#### [Problem to work on]
Transcribe everything from the line containing "q: hillside slope" down to the end of the records, both ends included, with each line kept as it is.

——

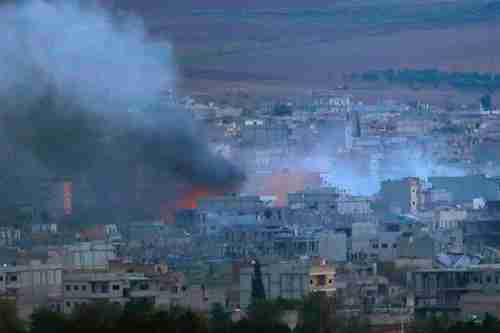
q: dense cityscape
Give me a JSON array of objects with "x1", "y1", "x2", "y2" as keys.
[{"x1": 0, "y1": 1, "x2": 500, "y2": 333}]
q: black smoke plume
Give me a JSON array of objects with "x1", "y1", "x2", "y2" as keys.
[{"x1": 0, "y1": 1, "x2": 244, "y2": 220}]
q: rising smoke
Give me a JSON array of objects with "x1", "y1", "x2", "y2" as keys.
[{"x1": 0, "y1": 0, "x2": 243, "y2": 217}]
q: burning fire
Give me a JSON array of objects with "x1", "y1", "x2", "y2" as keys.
[{"x1": 175, "y1": 188, "x2": 216, "y2": 209}]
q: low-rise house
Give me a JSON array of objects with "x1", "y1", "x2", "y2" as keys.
[
  {"x1": 0, "y1": 261, "x2": 63, "y2": 318},
  {"x1": 240, "y1": 261, "x2": 335, "y2": 309},
  {"x1": 412, "y1": 265, "x2": 500, "y2": 318}
]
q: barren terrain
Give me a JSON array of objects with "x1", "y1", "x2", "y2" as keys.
[{"x1": 106, "y1": 0, "x2": 500, "y2": 104}]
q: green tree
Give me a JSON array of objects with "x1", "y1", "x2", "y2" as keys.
[
  {"x1": 252, "y1": 259, "x2": 266, "y2": 302},
  {"x1": 30, "y1": 308, "x2": 68, "y2": 333},
  {"x1": 209, "y1": 303, "x2": 231, "y2": 333},
  {"x1": 298, "y1": 293, "x2": 336, "y2": 333},
  {"x1": 0, "y1": 300, "x2": 25, "y2": 333}
]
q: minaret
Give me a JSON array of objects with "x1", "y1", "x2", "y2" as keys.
[{"x1": 344, "y1": 112, "x2": 352, "y2": 151}]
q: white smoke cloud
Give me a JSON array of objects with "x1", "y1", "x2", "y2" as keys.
[{"x1": 0, "y1": 0, "x2": 175, "y2": 110}]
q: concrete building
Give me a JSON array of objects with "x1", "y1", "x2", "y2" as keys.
[
  {"x1": 62, "y1": 271, "x2": 147, "y2": 313},
  {"x1": 429, "y1": 175, "x2": 500, "y2": 202},
  {"x1": 380, "y1": 178, "x2": 424, "y2": 214},
  {"x1": 432, "y1": 207, "x2": 467, "y2": 230},
  {"x1": 412, "y1": 265, "x2": 500, "y2": 318},
  {"x1": 309, "y1": 259, "x2": 337, "y2": 296},
  {"x1": 39, "y1": 178, "x2": 73, "y2": 220},
  {"x1": 337, "y1": 197, "x2": 372, "y2": 215},
  {"x1": 0, "y1": 261, "x2": 63, "y2": 319},
  {"x1": 0, "y1": 227, "x2": 21, "y2": 246},
  {"x1": 288, "y1": 187, "x2": 340, "y2": 211},
  {"x1": 240, "y1": 262, "x2": 310, "y2": 309},
  {"x1": 197, "y1": 195, "x2": 265, "y2": 214},
  {"x1": 351, "y1": 222, "x2": 377, "y2": 260},
  {"x1": 63, "y1": 241, "x2": 116, "y2": 270},
  {"x1": 319, "y1": 232, "x2": 347, "y2": 262}
]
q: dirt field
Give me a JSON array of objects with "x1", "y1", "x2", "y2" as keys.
[{"x1": 106, "y1": 0, "x2": 500, "y2": 104}]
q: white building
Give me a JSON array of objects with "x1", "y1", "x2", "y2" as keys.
[
  {"x1": 337, "y1": 197, "x2": 372, "y2": 215},
  {"x1": 0, "y1": 227, "x2": 21, "y2": 246},
  {"x1": 0, "y1": 261, "x2": 63, "y2": 318},
  {"x1": 64, "y1": 241, "x2": 116, "y2": 270},
  {"x1": 319, "y1": 232, "x2": 347, "y2": 262},
  {"x1": 433, "y1": 207, "x2": 467, "y2": 230}
]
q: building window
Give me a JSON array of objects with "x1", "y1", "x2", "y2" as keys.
[{"x1": 318, "y1": 275, "x2": 326, "y2": 286}]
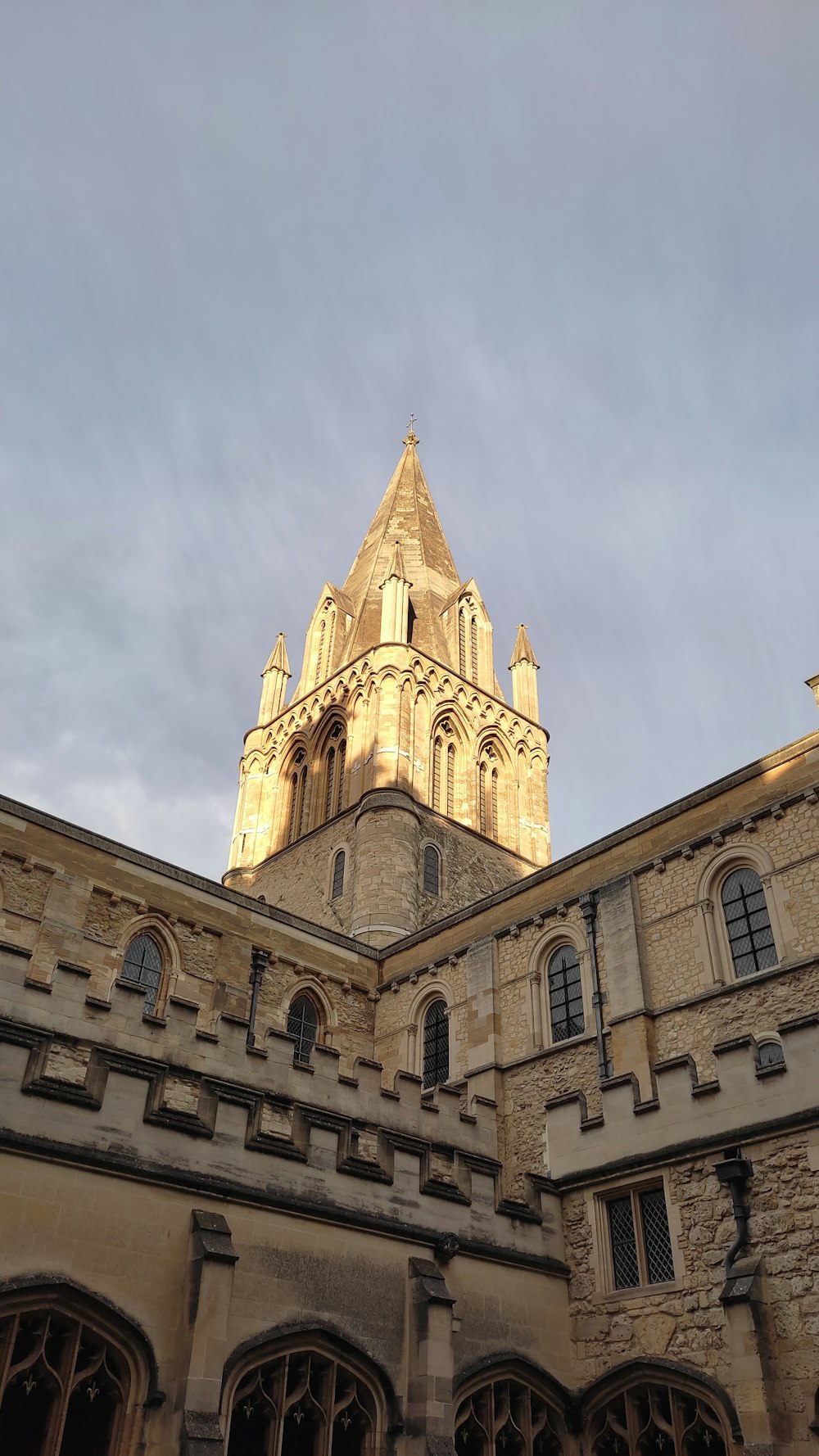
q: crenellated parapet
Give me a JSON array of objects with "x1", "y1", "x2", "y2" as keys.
[
  {"x1": 545, "y1": 1013, "x2": 819, "y2": 1181},
  {"x1": 0, "y1": 956, "x2": 561, "y2": 1273}
]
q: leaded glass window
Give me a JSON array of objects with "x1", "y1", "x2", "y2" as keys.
[
  {"x1": 590, "y1": 1381, "x2": 726, "y2": 1456},
  {"x1": 455, "y1": 1379, "x2": 563, "y2": 1456},
  {"x1": 548, "y1": 945, "x2": 586, "y2": 1041},
  {"x1": 424, "y1": 844, "x2": 440, "y2": 895},
  {"x1": 0, "y1": 1309, "x2": 129, "y2": 1456},
  {"x1": 606, "y1": 1187, "x2": 675, "y2": 1289},
  {"x1": 331, "y1": 849, "x2": 346, "y2": 900},
  {"x1": 424, "y1": 999, "x2": 449, "y2": 1087},
  {"x1": 228, "y1": 1350, "x2": 380, "y2": 1456},
  {"x1": 121, "y1": 934, "x2": 162, "y2": 1012},
  {"x1": 722, "y1": 866, "x2": 776, "y2": 975},
  {"x1": 287, "y1": 996, "x2": 319, "y2": 1063}
]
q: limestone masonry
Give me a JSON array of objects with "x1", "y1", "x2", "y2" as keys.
[{"x1": 0, "y1": 431, "x2": 819, "y2": 1456}]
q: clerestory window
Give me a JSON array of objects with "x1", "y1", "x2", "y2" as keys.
[{"x1": 720, "y1": 865, "x2": 778, "y2": 977}]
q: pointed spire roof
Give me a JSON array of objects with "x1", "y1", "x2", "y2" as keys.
[
  {"x1": 262, "y1": 632, "x2": 290, "y2": 677},
  {"x1": 509, "y1": 623, "x2": 539, "y2": 668},
  {"x1": 382, "y1": 541, "x2": 413, "y2": 587},
  {"x1": 344, "y1": 425, "x2": 460, "y2": 661}
]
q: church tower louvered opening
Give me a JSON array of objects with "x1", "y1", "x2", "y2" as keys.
[{"x1": 226, "y1": 430, "x2": 550, "y2": 934}]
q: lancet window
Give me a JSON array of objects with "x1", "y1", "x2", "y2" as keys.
[
  {"x1": 722, "y1": 865, "x2": 776, "y2": 975},
  {"x1": 228, "y1": 1350, "x2": 380, "y2": 1456},
  {"x1": 0, "y1": 1309, "x2": 129, "y2": 1456},
  {"x1": 455, "y1": 1379, "x2": 564, "y2": 1456},
  {"x1": 287, "y1": 996, "x2": 319, "y2": 1065},
  {"x1": 324, "y1": 724, "x2": 346, "y2": 821},
  {"x1": 591, "y1": 1381, "x2": 727, "y2": 1456},
  {"x1": 329, "y1": 849, "x2": 346, "y2": 900},
  {"x1": 120, "y1": 934, "x2": 162, "y2": 1012}
]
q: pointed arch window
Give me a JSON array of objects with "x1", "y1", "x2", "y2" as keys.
[
  {"x1": 424, "y1": 844, "x2": 440, "y2": 895},
  {"x1": 287, "y1": 996, "x2": 319, "y2": 1065},
  {"x1": 455, "y1": 1377, "x2": 564, "y2": 1456},
  {"x1": 120, "y1": 932, "x2": 163, "y2": 1013},
  {"x1": 226, "y1": 1350, "x2": 380, "y2": 1456},
  {"x1": 720, "y1": 865, "x2": 778, "y2": 977},
  {"x1": 423, "y1": 996, "x2": 449, "y2": 1087},
  {"x1": 458, "y1": 607, "x2": 466, "y2": 677},
  {"x1": 590, "y1": 1381, "x2": 727, "y2": 1456},
  {"x1": 432, "y1": 738, "x2": 443, "y2": 810},
  {"x1": 287, "y1": 748, "x2": 307, "y2": 844},
  {"x1": 0, "y1": 1308, "x2": 129, "y2": 1456},
  {"x1": 324, "y1": 724, "x2": 346, "y2": 823},
  {"x1": 548, "y1": 945, "x2": 586, "y2": 1041}
]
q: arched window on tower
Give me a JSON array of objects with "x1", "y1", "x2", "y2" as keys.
[
  {"x1": 548, "y1": 945, "x2": 586, "y2": 1041},
  {"x1": 720, "y1": 865, "x2": 778, "y2": 977},
  {"x1": 0, "y1": 1306, "x2": 129, "y2": 1456},
  {"x1": 287, "y1": 996, "x2": 319, "y2": 1065},
  {"x1": 329, "y1": 849, "x2": 346, "y2": 900},
  {"x1": 424, "y1": 844, "x2": 440, "y2": 895},
  {"x1": 458, "y1": 607, "x2": 466, "y2": 677},
  {"x1": 424, "y1": 996, "x2": 449, "y2": 1087},
  {"x1": 432, "y1": 738, "x2": 443, "y2": 810},
  {"x1": 324, "y1": 724, "x2": 346, "y2": 823},
  {"x1": 287, "y1": 748, "x2": 307, "y2": 844},
  {"x1": 226, "y1": 1344, "x2": 383, "y2": 1456},
  {"x1": 120, "y1": 932, "x2": 163, "y2": 1013}
]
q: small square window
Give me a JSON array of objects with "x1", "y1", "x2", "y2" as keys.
[{"x1": 604, "y1": 1184, "x2": 675, "y2": 1289}]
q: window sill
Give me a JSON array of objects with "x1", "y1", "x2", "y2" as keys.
[{"x1": 593, "y1": 1278, "x2": 686, "y2": 1305}]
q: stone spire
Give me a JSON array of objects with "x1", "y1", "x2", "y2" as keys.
[
  {"x1": 337, "y1": 428, "x2": 460, "y2": 662},
  {"x1": 380, "y1": 541, "x2": 413, "y2": 642},
  {"x1": 509, "y1": 623, "x2": 541, "y2": 722},
  {"x1": 260, "y1": 632, "x2": 290, "y2": 726}
]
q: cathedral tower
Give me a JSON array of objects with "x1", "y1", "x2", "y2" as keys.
[{"x1": 224, "y1": 428, "x2": 550, "y2": 945}]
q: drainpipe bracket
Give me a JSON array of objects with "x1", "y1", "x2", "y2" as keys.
[{"x1": 720, "y1": 1256, "x2": 762, "y2": 1305}]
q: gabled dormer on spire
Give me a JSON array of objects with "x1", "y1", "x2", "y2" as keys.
[
  {"x1": 380, "y1": 541, "x2": 413, "y2": 642},
  {"x1": 509, "y1": 623, "x2": 541, "y2": 722}
]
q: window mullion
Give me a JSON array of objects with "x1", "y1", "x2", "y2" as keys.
[
  {"x1": 43, "y1": 1323, "x2": 83, "y2": 1456},
  {"x1": 631, "y1": 1188, "x2": 649, "y2": 1286}
]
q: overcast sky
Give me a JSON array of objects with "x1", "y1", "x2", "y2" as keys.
[{"x1": 0, "y1": 0, "x2": 819, "y2": 876}]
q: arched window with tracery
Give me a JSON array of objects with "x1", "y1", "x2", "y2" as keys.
[
  {"x1": 455, "y1": 1376, "x2": 564, "y2": 1456},
  {"x1": 287, "y1": 996, "x2": 319, "y2": 1065},
  {"x1": 423, "y1": 996, "x2": 449, "y2": 1087},
  {"x1": 546, "y1": 945, "x2": 586, "y2": 1041},
  {"x1": 287, "y1": 748, "x2": 307, "y2": 844},
  {"x1": 324, "y1": 724, "x2": 346, "y2": 823},
  {"x1": 329, "y1": 849, "x2": 346, "y2": 900},
  {"x1": 590, "y1": 1381, "x2": 730, "y2": 1456},
  {"x1": 720, "y1": 865, "x2": 778, "y2": 977},
  {"x1": 226, "y1": 1350, "x2": 383, "y2": 1456},
  {"x1": 424, "y1": 844, "x2": 440, "y2": 895},
  {"x1": 120, "y1": 932, "x2": 163, "y2": 1013},
  {"x1": 432, "y1": 738, "x2": 443, "y2": 810},
  {"x1": 0, "y1": 1308, "x2": 131, "y2": 1456}
]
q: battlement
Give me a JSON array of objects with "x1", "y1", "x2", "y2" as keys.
[
  {"x1": 546, "y1": 1013, "x2": 819, "y2": 1179},
  {"x1": 0, "y1": 954, "x2": 561, "y2": 1264}
]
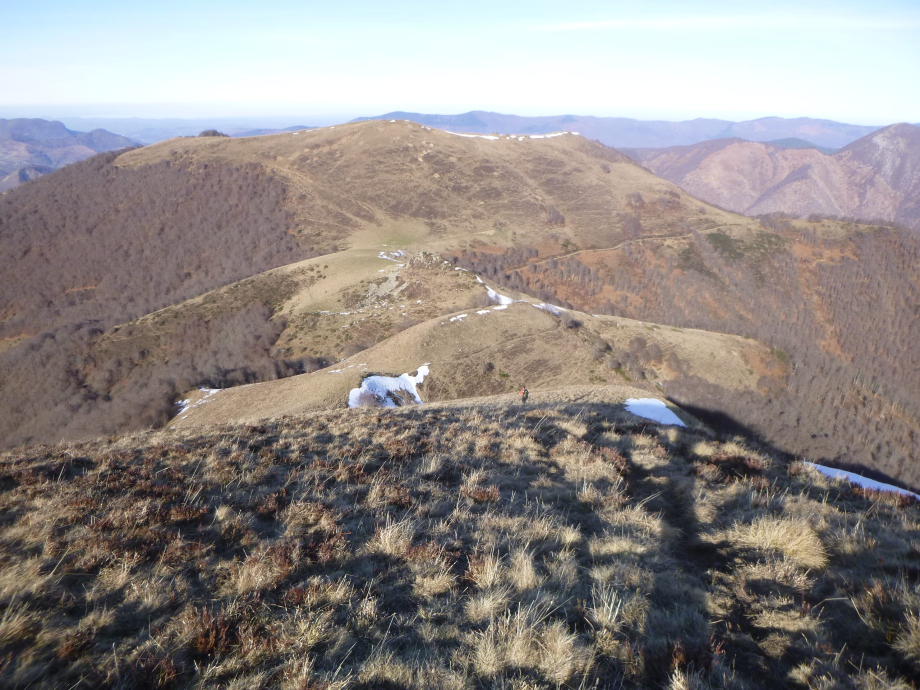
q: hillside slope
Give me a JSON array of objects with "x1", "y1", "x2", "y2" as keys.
[
  {"x1": 0, "y1": 396, "x2": 920, "y2": 690},
  {"x1": 626, "y1": 124, "x2": 920, "y2": 229}
]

——

#### [The answer]
q: hillside slope
Give me a JSON array of objects with "x1", "y1", "x2", "y2" as keys.
[
  {"x1": 0, "y1": 396, "x2": 920, "y2": 690},
  {"x1": 626, "y1": 124, "x2": 920, "y2": 229}
]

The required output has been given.